**Rows from a segmentation dataset**
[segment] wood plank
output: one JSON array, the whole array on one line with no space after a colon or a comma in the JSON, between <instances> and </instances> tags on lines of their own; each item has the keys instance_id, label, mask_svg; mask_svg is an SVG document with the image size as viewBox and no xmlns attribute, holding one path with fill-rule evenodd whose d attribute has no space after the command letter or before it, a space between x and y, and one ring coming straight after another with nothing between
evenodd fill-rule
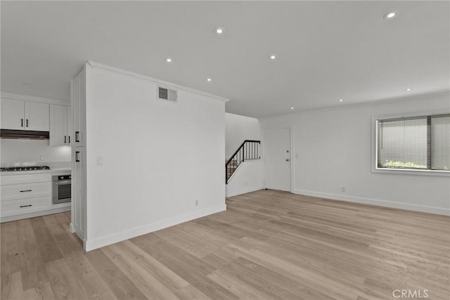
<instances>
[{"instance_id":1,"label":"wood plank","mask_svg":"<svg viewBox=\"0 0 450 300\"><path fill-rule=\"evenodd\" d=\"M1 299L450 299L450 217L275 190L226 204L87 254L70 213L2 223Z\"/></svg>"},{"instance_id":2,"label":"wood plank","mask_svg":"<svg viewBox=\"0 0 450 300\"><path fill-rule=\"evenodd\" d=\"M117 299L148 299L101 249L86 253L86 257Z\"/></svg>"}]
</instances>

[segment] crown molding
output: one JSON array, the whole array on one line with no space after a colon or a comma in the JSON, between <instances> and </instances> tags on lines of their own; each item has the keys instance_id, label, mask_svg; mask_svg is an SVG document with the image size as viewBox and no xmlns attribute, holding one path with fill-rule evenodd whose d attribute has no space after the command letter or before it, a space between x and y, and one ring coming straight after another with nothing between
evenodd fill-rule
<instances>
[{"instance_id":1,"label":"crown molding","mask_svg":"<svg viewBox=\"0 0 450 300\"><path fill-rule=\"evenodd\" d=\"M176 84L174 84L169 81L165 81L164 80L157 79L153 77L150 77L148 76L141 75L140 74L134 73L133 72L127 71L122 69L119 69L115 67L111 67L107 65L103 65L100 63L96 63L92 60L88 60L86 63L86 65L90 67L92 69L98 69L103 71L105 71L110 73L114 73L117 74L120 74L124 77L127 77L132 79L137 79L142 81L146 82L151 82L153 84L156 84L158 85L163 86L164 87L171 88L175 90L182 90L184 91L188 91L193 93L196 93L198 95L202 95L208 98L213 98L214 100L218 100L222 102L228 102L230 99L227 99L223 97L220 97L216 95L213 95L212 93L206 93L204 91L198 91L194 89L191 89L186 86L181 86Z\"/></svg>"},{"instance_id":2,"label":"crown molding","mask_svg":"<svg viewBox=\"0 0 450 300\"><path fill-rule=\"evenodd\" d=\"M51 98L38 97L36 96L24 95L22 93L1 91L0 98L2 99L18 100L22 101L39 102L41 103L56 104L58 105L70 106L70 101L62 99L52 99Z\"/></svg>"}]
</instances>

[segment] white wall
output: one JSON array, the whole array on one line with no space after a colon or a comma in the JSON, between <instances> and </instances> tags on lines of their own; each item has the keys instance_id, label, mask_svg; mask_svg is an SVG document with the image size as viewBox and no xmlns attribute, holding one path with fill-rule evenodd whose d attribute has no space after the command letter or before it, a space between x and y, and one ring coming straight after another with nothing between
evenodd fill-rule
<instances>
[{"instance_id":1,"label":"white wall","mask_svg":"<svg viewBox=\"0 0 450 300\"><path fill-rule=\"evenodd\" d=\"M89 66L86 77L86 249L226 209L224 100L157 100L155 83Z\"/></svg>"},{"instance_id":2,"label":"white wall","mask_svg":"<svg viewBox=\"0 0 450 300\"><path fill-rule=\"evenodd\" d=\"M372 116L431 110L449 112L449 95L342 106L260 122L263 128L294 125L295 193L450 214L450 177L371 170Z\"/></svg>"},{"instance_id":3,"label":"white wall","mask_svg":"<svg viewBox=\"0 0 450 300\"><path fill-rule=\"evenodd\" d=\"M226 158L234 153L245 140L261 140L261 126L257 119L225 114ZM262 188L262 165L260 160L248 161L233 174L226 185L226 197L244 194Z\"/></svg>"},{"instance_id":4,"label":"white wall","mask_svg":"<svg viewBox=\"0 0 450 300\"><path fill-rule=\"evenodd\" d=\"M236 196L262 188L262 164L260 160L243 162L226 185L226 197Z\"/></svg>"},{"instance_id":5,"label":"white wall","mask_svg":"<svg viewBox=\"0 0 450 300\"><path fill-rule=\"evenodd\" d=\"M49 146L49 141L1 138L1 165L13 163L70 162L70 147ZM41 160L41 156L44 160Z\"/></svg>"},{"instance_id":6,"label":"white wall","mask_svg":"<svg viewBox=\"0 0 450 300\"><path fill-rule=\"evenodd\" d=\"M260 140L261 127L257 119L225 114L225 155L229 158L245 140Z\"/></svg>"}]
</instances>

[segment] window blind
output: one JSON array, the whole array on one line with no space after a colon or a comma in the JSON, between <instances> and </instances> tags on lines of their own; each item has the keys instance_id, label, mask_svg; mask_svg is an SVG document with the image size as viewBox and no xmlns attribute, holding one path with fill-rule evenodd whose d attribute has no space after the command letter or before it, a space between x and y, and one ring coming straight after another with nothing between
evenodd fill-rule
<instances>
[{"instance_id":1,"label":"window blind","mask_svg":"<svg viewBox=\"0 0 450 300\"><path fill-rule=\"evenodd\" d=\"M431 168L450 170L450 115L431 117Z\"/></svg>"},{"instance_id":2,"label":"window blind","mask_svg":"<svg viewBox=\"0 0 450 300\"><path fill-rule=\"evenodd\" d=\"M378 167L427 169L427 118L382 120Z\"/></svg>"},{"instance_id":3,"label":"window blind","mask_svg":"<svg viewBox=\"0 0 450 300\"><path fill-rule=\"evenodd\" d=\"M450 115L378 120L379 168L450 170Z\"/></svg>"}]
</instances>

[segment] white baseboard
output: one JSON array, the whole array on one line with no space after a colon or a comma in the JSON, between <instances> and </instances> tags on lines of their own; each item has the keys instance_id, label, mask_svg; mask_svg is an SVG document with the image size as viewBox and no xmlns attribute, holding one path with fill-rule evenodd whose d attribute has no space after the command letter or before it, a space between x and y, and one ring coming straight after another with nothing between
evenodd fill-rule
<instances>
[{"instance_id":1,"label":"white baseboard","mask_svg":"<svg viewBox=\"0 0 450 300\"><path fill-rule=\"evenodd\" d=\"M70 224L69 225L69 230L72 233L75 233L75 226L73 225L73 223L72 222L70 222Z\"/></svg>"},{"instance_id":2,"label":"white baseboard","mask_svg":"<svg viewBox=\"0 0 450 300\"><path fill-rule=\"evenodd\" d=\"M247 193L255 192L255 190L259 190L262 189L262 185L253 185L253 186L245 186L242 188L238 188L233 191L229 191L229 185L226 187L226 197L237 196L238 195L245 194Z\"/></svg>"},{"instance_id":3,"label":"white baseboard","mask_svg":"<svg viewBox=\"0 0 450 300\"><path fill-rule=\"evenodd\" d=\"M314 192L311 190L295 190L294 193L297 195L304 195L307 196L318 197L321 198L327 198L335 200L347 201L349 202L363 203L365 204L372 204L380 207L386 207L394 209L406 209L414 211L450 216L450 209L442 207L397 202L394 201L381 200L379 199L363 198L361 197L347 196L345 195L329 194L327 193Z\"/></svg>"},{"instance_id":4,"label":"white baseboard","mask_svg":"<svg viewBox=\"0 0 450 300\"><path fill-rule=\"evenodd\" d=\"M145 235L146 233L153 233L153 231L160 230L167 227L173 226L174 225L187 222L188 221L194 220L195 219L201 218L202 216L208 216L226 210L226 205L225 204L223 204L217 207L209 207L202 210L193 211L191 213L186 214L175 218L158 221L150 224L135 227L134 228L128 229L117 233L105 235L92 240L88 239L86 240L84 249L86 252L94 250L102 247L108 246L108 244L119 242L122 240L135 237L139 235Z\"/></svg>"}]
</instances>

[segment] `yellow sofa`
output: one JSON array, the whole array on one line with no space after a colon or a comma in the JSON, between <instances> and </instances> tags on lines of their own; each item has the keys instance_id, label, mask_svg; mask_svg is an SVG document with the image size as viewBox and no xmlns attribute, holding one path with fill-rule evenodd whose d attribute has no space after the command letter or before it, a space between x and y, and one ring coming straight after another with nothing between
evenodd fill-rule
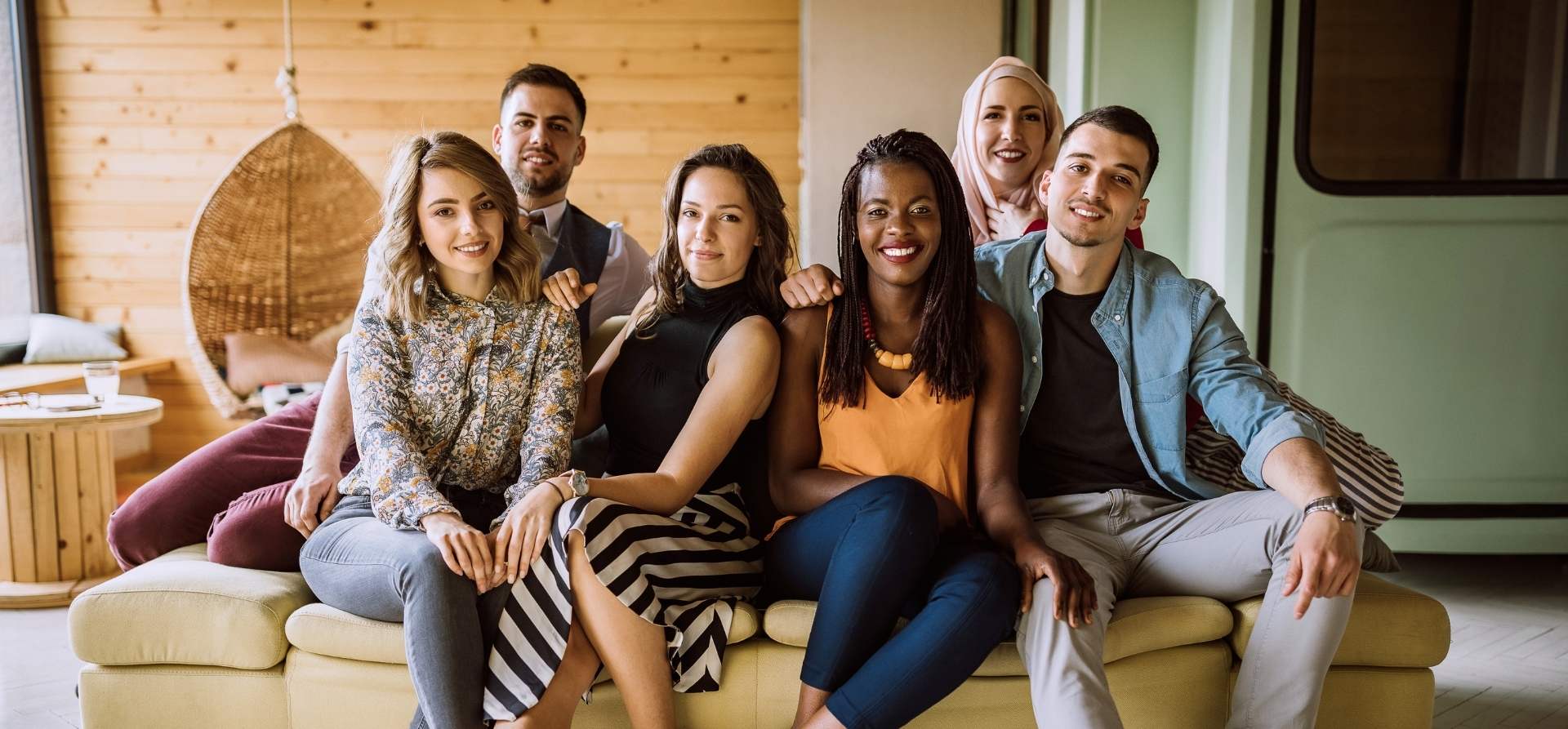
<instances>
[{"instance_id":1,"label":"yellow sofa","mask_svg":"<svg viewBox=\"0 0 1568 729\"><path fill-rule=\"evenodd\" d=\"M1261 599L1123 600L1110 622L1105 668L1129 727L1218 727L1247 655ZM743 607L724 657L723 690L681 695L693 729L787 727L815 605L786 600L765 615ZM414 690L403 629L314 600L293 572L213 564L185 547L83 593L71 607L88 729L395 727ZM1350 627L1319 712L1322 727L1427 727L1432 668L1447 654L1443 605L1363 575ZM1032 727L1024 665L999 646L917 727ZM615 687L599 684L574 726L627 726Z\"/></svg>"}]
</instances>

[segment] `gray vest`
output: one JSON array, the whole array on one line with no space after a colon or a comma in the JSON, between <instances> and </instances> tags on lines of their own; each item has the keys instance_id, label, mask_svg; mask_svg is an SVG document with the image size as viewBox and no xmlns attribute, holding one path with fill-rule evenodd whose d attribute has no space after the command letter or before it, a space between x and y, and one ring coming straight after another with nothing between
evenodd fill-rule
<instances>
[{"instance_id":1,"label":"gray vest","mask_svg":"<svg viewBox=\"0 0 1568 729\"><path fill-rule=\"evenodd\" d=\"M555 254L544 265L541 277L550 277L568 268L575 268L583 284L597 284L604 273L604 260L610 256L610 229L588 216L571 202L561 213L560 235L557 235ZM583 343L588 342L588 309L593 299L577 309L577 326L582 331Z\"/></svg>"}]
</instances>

---

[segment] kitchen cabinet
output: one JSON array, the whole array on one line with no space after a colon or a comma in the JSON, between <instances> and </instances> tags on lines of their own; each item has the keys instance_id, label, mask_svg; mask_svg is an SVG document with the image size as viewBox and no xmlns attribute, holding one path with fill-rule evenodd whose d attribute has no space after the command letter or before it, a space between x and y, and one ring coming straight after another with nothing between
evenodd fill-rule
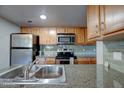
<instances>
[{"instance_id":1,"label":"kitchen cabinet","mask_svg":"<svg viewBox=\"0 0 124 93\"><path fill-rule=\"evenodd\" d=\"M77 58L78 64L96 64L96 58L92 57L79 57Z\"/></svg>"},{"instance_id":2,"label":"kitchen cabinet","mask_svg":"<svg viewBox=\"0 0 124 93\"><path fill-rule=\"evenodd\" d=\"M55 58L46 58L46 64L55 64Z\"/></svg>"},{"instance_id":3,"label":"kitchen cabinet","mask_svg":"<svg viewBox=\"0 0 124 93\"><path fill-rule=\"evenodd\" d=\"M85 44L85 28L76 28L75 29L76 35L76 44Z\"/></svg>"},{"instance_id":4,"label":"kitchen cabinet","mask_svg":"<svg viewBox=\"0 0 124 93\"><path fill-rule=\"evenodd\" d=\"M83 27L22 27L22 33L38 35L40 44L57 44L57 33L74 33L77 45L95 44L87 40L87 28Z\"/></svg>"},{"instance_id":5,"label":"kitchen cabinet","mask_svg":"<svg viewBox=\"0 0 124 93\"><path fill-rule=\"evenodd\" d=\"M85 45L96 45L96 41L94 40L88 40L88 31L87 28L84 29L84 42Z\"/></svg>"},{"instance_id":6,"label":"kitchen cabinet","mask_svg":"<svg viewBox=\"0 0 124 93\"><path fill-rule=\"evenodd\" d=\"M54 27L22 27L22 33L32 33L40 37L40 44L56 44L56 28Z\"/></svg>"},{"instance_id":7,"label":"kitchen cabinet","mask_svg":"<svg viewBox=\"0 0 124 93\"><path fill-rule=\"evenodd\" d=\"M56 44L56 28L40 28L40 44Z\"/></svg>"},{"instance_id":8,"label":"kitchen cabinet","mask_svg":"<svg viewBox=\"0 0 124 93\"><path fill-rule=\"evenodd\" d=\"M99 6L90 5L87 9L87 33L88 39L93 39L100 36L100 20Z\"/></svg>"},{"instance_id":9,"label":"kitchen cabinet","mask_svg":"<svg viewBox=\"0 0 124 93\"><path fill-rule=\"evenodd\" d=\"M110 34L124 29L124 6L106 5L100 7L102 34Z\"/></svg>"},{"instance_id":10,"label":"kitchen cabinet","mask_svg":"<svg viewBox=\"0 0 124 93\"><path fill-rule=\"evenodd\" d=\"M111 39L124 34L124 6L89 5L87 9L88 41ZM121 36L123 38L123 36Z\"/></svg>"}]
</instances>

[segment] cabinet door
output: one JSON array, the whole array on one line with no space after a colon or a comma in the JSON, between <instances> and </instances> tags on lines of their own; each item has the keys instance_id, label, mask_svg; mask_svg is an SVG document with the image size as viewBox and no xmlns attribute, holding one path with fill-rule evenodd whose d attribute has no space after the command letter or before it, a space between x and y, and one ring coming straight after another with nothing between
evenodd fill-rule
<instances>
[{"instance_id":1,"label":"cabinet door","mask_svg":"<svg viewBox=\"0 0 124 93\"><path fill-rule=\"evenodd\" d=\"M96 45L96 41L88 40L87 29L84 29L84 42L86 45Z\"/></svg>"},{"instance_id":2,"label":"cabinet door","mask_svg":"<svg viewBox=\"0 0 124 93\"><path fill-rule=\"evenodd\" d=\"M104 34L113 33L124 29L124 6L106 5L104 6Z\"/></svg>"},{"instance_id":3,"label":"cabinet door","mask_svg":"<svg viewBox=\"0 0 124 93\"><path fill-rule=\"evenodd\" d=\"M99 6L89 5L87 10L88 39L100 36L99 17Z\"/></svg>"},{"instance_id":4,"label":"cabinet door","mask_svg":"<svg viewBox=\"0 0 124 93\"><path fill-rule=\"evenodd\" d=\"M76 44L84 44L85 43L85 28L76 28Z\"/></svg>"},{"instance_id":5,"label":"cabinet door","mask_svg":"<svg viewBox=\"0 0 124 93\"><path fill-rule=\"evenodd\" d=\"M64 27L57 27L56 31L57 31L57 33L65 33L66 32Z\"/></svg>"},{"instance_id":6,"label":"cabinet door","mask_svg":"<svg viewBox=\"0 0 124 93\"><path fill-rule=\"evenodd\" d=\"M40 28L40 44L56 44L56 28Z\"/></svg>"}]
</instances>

--

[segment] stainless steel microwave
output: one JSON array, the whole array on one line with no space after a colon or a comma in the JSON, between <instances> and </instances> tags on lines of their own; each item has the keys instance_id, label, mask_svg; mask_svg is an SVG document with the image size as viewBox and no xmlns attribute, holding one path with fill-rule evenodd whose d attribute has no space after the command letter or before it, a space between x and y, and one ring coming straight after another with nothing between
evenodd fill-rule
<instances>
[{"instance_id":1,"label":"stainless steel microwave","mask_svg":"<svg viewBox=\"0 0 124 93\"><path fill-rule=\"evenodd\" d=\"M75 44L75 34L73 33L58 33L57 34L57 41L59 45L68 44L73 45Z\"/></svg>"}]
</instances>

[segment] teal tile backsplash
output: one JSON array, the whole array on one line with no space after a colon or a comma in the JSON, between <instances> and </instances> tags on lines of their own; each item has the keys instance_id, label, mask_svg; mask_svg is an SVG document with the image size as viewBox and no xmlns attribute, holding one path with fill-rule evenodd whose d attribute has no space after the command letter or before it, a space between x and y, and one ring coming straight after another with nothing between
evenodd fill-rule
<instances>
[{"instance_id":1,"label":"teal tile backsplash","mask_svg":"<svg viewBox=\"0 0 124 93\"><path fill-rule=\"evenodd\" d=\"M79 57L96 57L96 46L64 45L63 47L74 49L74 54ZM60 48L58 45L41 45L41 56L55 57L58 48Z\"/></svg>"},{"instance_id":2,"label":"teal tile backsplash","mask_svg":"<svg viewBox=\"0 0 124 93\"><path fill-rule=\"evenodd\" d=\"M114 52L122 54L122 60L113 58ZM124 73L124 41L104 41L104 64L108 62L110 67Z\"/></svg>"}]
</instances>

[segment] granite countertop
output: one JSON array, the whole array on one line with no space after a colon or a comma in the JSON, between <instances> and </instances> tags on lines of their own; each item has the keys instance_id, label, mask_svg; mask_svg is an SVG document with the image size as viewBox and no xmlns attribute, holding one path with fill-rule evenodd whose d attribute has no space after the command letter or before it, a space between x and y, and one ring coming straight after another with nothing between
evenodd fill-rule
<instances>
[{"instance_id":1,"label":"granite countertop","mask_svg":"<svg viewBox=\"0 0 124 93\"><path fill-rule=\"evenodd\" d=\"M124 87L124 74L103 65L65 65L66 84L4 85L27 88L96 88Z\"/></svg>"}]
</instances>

**What to produce**
Pull out every line of the material above that contains the word "steel". Case counts.

**Solution to the exercise**
[segment] stainless steel microwave
[{"instance_id":1,"label":"stainless steel microwave","mask_svg":"<svg viewBox=\"0 0 124 93\"><path fill-rule=\"evenodd\" d=\"M75 44L75 34L73 33L58 33L57 34L57 41L59 45L68 44L73 45Z\"/></svg>"}]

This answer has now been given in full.